** BEGIN Records shown **

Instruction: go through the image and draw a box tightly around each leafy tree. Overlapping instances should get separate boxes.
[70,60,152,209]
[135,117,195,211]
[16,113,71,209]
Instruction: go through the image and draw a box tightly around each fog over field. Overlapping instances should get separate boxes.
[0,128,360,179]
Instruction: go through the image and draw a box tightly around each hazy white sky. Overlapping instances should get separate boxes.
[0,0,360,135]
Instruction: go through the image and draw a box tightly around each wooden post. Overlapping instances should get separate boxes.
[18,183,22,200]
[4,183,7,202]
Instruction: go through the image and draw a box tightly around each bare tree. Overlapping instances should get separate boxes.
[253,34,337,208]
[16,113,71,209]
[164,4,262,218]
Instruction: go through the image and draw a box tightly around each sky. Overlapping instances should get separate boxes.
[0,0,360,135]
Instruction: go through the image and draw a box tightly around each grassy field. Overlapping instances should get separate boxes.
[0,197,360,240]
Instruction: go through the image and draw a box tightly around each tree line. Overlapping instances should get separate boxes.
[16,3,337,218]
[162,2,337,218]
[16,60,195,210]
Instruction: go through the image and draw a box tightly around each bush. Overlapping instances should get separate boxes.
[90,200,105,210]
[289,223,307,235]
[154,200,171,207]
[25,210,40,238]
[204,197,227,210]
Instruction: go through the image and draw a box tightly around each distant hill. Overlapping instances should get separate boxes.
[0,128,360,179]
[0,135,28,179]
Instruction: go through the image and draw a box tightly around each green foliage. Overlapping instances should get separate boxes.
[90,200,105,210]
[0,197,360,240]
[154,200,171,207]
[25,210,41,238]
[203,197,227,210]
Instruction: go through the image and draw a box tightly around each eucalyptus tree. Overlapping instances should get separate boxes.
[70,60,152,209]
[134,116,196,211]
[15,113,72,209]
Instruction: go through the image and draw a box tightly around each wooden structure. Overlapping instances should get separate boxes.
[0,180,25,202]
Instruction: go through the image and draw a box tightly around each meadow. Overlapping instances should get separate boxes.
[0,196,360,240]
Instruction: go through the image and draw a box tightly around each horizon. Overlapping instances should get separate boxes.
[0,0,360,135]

** END Records shown **

*Task details*
List every line in the items above that contains the word "wooden".

*Result of the exercise*
Instruction: go through the image and draw a box tightly around each wooden post. Overlapping instances should get separate boxes.
Instruction: go through the image and draw a box tightly around each wooden structure. Overlapping instances should get separate boxes.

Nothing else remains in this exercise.